TASK DETAILS
Write out the full listing below exactly as given.

ENTRIES PROVIDED
......
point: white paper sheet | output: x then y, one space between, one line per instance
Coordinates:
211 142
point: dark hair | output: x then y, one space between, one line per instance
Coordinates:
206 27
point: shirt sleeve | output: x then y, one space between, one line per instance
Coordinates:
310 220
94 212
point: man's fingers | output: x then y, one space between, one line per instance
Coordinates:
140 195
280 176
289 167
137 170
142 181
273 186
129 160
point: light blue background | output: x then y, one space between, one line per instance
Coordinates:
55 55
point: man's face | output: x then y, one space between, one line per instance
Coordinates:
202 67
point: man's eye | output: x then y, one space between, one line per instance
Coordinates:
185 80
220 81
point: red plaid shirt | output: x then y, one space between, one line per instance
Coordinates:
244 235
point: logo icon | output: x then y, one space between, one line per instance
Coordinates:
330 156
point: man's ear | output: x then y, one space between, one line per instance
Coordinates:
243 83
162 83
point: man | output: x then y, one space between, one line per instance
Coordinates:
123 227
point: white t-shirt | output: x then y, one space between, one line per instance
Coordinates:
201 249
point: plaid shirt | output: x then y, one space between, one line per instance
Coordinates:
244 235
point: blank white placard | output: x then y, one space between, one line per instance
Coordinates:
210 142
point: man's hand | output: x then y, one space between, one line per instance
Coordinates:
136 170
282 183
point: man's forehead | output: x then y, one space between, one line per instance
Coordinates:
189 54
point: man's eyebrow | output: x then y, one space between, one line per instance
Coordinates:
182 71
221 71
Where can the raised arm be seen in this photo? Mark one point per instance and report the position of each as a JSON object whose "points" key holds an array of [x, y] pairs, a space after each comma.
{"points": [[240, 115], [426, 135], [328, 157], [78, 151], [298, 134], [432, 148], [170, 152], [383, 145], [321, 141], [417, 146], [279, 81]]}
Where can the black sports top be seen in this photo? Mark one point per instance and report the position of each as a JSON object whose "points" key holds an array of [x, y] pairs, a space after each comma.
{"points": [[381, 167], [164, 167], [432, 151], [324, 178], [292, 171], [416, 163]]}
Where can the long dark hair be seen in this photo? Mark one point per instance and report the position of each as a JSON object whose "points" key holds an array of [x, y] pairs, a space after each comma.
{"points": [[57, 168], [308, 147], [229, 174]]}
......
EXERCISE RESPONSE
point: white paper sheet | output: x then y, one space between, one line per instance
Coordinates:
211 142
point: dark hair | output: x then y, one space between, one line per instance
Coordinates:
206 27
point: shirt sleeve | output: x then y, one space between, one line per instance
Coordinates:
310 220
94 212
point: man's fingers | output: x then y, one space between, one line per instance
Coordinates:
140 195
280 176
289 167
137 170
142 181
273 186
129 160
point: light blue background | output: x then y, one space between, one line per instance
Coordinates:
55 55
point: man's face | output: x then y, one space between, one line per instance
Coordinates:
202 67
point: man's eye | output: x then y, one space between, one line per instance
Coordinates:
185 80
220 81
point: red plaid shirt | output: x then y, one space between, one line per instance
Coordinates:
244 235
point: logo icon | output: x then y, one space between, one line per instance
Coordinates:
330 156
point: man's ear | output: x then y, one space between, one line per instance
Coordinates:
243 83
162 83
point: man | output: x then y, one space between, one line per instance
Coordinates:
123 227
point: white t-shirt | output: x then y, one space between, one line per instance
Coordinates:
201 249
point: plaid shirt | output: x then y, one space between, one line per instance
Coordinates:
244 235
point: blank white placard | output: x then y, one space between, one line per instance
Coordinates:
210 142
point: man's hand | output: x then y, one space between, one line per instance
Coordinates:
136 170
282 183
point: man's forehead | output: x then y, one space between, one line per instance
Coordinates:
189 54
point: man's eyebrow | output: x then y, one space between, one line per instance
Coordinates:
182 71
221 71
Where can the raised arm be seen in this photo? Mark one point per instance and report the position of each as a JSON object whose "points" key holds an array of [x, y] pairs, a space after each comma.
{"points": [[240, 115], [426, 135], [328, 157], [78, 151], [298, 134], [432, 148], [170, 152], [383, 145], [321, 141], [417, 146], [279, 81]]}
Where can the black sports top be seen in this photo? Mark one point per instance and report the position of each as a JSON object whose "points" key holds an array of [x, y] pairs, a space after each comma.
{"points": [[381, 167], [164, 167], [432, 151], [324, 178], [292, 171], [416, 163]]}
Where can the long dark hair be seen in this photo? Mark one point per instance and report the position of each as a JSON object whose "points" key holds an array of [x, y] pairs, a space after each comma.
{"points": [[57, 168], [308, 147], [229, 174]]}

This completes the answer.